** START OF DATA SUPPLIED **

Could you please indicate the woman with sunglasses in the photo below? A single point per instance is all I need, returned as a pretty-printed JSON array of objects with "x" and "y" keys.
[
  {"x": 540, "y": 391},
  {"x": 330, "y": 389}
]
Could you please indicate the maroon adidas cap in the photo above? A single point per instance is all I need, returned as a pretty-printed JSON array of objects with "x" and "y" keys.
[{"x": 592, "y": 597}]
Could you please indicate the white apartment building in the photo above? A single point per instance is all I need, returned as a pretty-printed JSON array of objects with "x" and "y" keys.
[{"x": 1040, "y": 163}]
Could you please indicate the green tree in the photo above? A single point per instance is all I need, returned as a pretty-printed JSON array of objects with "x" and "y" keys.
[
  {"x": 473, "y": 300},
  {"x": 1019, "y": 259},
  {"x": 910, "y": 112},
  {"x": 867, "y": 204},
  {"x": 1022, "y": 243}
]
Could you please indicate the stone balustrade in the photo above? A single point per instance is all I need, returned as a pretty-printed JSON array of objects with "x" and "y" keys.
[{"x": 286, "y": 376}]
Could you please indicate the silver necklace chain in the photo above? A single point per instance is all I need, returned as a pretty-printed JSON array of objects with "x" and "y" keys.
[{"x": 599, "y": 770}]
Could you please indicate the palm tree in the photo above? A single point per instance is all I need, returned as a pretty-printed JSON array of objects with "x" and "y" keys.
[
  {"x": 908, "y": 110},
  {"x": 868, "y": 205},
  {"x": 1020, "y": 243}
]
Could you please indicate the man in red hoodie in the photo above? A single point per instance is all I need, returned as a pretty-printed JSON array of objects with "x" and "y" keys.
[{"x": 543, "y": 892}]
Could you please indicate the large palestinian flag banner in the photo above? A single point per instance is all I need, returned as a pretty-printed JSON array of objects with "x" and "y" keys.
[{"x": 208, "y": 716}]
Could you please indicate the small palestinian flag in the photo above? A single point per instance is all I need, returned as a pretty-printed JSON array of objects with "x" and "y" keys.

** END OF DATA SUPPLIED **

- BRIEF
Please copy the records above word for word, from the line containing "Could you please indicate the silver" through the last line of the records.

- THE ANSWER
Could you please indicate the silver necklace chain in the photo above? A single point per instance is all I need, returned as a pretty-printed JSON array of objects with "x" and "y" keys.
[{"x": 599, "y": 770}]
Could you please indicate the palm tree in the photo above? A single point per instance is all I need, returned as a pretty-printed JSON array of objects with "x" and "y" keys.
[
  {"x": 908, "y": 110},
  {"x": 868, "y": 205},
  {"x": 1020, "y": 243}
]
Could you please indicate the man in red hoodie in the photo above? A single point per instance is all I need, returned as a pretty-printed JSON array of objects with "x" and "y" keys.
[{"x": 543, "y": 892}]
Could you please indicate the large palestinian flag banner in the photo above? A single point per instance is all I need, returned as a pretty-printed JSON array of objects with "x" and "y" keys.
[{"x": 208, "y": 716}]
Could you please indicate the small palestinian flag in the photo above? A single point per instance is all I need, returned as a pretty-printed JSON array of objects with "x" and "y" keys.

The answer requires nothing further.